What you need to do —
Return nothing but the lines from the one containing "Where can the black" through the end of the records below, exactly as they stand and without pictures.
=== Stored data ===
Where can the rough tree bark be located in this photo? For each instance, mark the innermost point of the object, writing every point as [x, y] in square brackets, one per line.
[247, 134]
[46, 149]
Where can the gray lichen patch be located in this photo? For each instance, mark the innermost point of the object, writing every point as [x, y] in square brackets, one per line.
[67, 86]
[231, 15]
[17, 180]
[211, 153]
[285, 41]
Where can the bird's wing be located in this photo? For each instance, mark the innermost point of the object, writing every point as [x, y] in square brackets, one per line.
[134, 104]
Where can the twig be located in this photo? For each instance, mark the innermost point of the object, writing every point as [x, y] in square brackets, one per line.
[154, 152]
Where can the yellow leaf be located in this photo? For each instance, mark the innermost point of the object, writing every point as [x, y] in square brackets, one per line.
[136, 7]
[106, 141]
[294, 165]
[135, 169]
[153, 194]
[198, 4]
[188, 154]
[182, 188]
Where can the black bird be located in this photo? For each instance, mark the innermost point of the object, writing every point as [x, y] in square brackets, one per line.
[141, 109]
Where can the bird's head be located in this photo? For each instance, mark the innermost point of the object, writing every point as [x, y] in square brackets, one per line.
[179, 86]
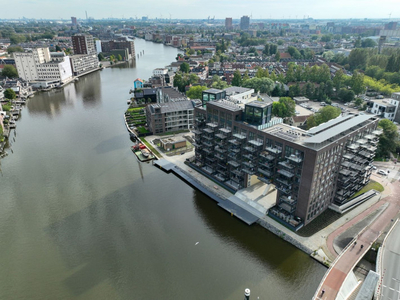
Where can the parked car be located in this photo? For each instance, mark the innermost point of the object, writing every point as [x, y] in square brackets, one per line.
[382, 172]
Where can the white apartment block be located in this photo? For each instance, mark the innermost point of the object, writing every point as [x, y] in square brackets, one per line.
[38, 64]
===
Completed task —
Where can the black bird be located in this photo? For each instance, mark the innermost point of the object, writing every point as [x, y] in square brackets, one per line.
[141, 109]
Where can the bird's head be located in this photo? For each instance, mark the innermost point of the object, writing every point as [x, y] in square brackets, one per line.
[179, 86]
Where can the parked car be located in this photo? For each instance, mark the innermost point of the object, writing every point as [x, y] in square brackets, one per line.
[382, 172]
Where can the white apartment block be located in this photo? For each instance, mark the innermost point of the object, writing every point as [x, y] in square brackets, one per line.
[38, 64]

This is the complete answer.